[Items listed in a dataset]

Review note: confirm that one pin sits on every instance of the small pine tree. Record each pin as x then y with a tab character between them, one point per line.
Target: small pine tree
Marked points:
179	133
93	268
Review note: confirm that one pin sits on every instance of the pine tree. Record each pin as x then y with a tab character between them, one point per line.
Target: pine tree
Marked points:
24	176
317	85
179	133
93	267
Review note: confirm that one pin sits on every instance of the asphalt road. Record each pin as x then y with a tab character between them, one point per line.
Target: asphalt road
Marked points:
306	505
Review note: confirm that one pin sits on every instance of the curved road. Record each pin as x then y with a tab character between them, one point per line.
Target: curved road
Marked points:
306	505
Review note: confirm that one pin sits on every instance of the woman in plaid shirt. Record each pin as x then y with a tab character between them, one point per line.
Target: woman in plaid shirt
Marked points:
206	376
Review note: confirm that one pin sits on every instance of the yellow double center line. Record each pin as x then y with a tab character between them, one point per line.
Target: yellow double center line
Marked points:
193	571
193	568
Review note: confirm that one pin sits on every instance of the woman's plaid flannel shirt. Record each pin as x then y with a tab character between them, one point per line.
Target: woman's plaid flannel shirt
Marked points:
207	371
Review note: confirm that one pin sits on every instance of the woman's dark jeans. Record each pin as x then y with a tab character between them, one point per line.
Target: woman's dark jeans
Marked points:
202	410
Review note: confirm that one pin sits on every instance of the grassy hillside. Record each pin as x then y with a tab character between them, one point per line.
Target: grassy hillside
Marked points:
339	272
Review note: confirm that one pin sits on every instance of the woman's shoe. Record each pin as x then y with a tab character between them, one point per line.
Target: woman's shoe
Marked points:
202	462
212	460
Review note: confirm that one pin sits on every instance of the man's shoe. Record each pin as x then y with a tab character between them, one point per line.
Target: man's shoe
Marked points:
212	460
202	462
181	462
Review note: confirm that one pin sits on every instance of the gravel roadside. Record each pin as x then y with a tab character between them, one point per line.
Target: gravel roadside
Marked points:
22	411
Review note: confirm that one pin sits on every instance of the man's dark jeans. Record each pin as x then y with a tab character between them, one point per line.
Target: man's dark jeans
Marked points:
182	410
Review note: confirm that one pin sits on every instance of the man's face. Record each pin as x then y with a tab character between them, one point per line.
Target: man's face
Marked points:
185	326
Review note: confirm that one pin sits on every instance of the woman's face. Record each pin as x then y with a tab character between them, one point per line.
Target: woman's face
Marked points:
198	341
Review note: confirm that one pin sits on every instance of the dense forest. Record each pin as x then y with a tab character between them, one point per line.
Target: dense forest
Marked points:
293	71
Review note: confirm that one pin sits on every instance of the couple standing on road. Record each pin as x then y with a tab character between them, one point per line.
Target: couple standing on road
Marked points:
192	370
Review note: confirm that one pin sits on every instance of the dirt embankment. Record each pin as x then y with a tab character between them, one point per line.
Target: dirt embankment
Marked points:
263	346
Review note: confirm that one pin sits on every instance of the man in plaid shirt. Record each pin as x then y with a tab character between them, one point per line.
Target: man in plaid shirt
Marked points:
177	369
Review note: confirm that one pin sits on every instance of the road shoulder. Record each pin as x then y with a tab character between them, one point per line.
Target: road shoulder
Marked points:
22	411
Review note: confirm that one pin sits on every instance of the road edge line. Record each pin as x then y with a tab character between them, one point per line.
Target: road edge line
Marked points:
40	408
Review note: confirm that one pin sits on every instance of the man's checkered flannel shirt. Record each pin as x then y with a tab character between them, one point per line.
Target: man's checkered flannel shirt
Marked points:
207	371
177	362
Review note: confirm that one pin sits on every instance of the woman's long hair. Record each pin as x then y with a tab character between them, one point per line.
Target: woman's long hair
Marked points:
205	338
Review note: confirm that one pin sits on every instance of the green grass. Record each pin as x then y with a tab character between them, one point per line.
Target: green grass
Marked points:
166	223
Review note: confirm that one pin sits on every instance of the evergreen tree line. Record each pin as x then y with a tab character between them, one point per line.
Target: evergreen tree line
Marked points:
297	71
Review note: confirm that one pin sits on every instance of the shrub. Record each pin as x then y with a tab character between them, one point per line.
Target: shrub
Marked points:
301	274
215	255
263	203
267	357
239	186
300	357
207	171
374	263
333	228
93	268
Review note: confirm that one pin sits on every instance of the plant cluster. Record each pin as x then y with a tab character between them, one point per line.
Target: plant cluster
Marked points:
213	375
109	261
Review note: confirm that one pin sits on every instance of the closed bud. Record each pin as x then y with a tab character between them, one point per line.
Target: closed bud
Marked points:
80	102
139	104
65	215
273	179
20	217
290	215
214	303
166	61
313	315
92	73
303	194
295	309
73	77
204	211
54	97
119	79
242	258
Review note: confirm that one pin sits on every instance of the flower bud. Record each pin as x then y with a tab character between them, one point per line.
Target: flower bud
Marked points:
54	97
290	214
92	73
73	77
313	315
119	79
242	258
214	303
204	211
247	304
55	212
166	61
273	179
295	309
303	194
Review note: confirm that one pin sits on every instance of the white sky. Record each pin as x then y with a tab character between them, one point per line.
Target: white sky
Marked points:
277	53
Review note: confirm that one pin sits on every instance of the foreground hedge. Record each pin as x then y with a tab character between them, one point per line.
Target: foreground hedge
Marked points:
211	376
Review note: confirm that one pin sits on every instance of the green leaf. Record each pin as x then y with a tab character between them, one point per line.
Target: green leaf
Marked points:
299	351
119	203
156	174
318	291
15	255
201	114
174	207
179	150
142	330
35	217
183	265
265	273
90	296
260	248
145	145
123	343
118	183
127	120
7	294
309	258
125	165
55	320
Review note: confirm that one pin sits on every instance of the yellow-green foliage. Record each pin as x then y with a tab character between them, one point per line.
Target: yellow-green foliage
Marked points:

● **Task to carry out**: Type the records again in full, matching them exactly.

● **Answer space**:
Review note: confirm that one pin sits on every instance of the small pine tree. Record each pin as x then y with a tab character between them, one point per line.
Target: small pine tree
Marked points:
179	133
93	268
Review note: confirm that one pin sits on every instance of the pine tree. Record each pin as x then y with a tab character between them, one point per line.
Target: pine tree
Marked points:
24	176
317	85
179	133
93	267
Review note: confirm that one pin sits on every instance of the asphalt road. Record each pin as x then y with a tab character between them, one point per line.
Target: asphalt road
Marked points:
306	505
Review note: confirm that one pin sits on every instance of the curved road. Record each pin as x then y with a tab character between them, one point per line.
Target: curved road
Marked points:
306	505
Review note: confirm that one pin sits on every instance of the woman in plaid shirt. Record each pin as x then y with a tab character between them, one point per line.
Target: woman in plaid shirt
Marked points:
206	376
Review note: confirm that one pin sits on every instance of the yellow double center line. Record each pin as x then y with a tab character between them, one point per line.
Target: yellow double center line
Marked points:
193	571
193	568
Review note: confirm that one pin sits on every instance of the woman's plaid flannel shirt. Record each pin as x then y with a tab character between them, one point per line.
Target: woman's plaid flannel shirt
Marked points:
207	371
Review note: confirm that one pin sits on every instance of the woman's dark jeans. Record each pin as x then y with a tab character between them, one point per line.
Target: woman's dark jeans
Marked points:
202	410
Review note: confirm that one pin sits on every instance of the grassy hillside. Record each pin as x then y with a tab character between them, one point per line.
Target: grassy hillside
Marked points:
339	272
Review note: confirm that one pin sits on every instance of the woman's shoe. Record each pin as x then y with a tab character between them, one point per line.
Target: woman's shoe
Marked points:
202	462
212	460
Review note: confirm that one pin sits on every instance of the man's shoe. Record each pin as x then y with a tab character between them, one point per line.
Target: man's shoe
Marked points:
212	460
202	462
181	462
Review note: confirm that one pin sits on every instance of the gravel roadside. Record each pin as x then y with a tab character between them, one point per line.
Target: gravel roadside
Marked points:
22	411
Review note: confirm that one pin sits on every instance of the man's dark jeans. Record each pin as x then y with a tab character between them, one point per line.
Target: man's dark jeans
Marked points:
182	410
Review note: confirm that one pin sits on every instance of the man's face. Record each pin as x then y with a tab character between them, one point per line.
Target: man's face
Marked points:
185	326
Review note: confirm that one pin sits on every instance of the woman's face. Record each pin as x then y with a tab character between them, one point per line.
Target: woman's face
Marked points:
198	341
Review note: confirm that one pin sits on every instance of the dense forest. Record each pin as x then y with a tab character between them, one point per line.
Target: dense forest
Marked points:
293	71
Review note: confirm that one pin sits on every instance of the couple standing on road. Record each pin as x then y with a tab character between them, one point per line.
Target: couple standing on road
Marked points:
192	370
Review note: confirm that one pin sits on every instance of the dirt embankment. Record each pin as x then y with a tab character between them, one point per line.
Target: dirt embankment
Marked points:
263	346
Review note: confirm that one pin sits on every instance of the man in plaid shirt. Record each pin as x then y with a tab character between them, one point per line.
Target: man in plaid shirt
Marked points:
177	369
Review note: confirm that one pin sits on every instance of the road shoulder. Record each pin as x then y with a tab character between them, one point per line.
Target: road shoulder
Marked points:
22	411
Review note: confirm that one pin sits on every instance of the road edge line. Record each pin as x then y with a tab character between them, one point per line.
Target: road edge line
Marked points:
40	408
Review note: confirm that one pin sits on every instance of the man's checkered flannel shirt. Record each pin as x then y with a tab character between them, one point per line.
Target: man's checkered flannel shirt
Marked points:
207	371
177	362
Review note: confirm that one pin sits on every instance of the woman's long hair. Record each pin as x then y with a tab character between them, one point per line.
Target: woman's long hair
Marked points:
205	338
Review note: confirm that one pin sits on every instance of the green grass. Record each pin as x then y with a tab character between them, one point per line.
Target: green grass
Marked points:
166	223
Review note: confirm that one pin sits on every instance of the evergreen tree line. Record each pin as x then y with a tab character between them, one point per line.
Target: evergreen tree line
Marked points:
297	71
Review note: confirm that one pin sits on every instance of the shrub. Record each pin as x then y with a tab character between them, one point per line.
Target: shrub
Marked points:
301	274
215	255
263	203
267	357
239	186
300	357
207	171
374	263
333	228
93	268
Review note: confirm that one pin sits on every instance of the plant cluster. Record each pin as x then y with a tab character between them, one point per line.
Target: plant cluster
Marked points:
213	375
109	261
Review note: confirm that one pin sits on every instance of the closed bud. Record each pin as x then y with a tab character between them, one point per line.
Target: closed bud
Marked points:
80	102
139	104
65	215
273	179
20	217
290	215
214	303
166	61
313	315
92	73
303	194
295	309
73	77
204	211
54	97
119	79
242	258
Review note: confirm that one pin sits on every instance of the flower bud. Record each pin as x then y with a tab character between them, one point per line.
Target: flower bud
Marked points:
54	97
290	214
92	73
73	77
313	315
119	79
242	258
214	303
204	211
247	304
55	212
166	61
273	179
295	309
303	194
Review note: confirm that one pin sits on every instance of the white sky. Record each pin as x then y with a tab character between them, one point per line.
Target: white sky
Marked points:
277	53
Review note: confirm that one pin sits on every instance of the foreground hedge. Record each pin as x then y with a tab character between them, one point per line.
Target: foreground hedge
Marked points:
211	376
Review note: confirm that one pin sits on every instance of the green leaf. Record each pin as x then y with a tab character between them, one point per line.
Target: green leaf
Marked points:
299	351
119	203
156	174
318	291
15	255
201	114
174	207
179	150
142	330
35	217
183	265
265	273
90	296
260	248
145	145
123	343
118	183
127	120
7	294
309	258
125	165
55	320
Review note: confirm that one pin sits on every instance of the yellow-green foliage. Record each pin as x then y with a tab character between them, one point per line.
Target: yellow-green foliage
Marked points:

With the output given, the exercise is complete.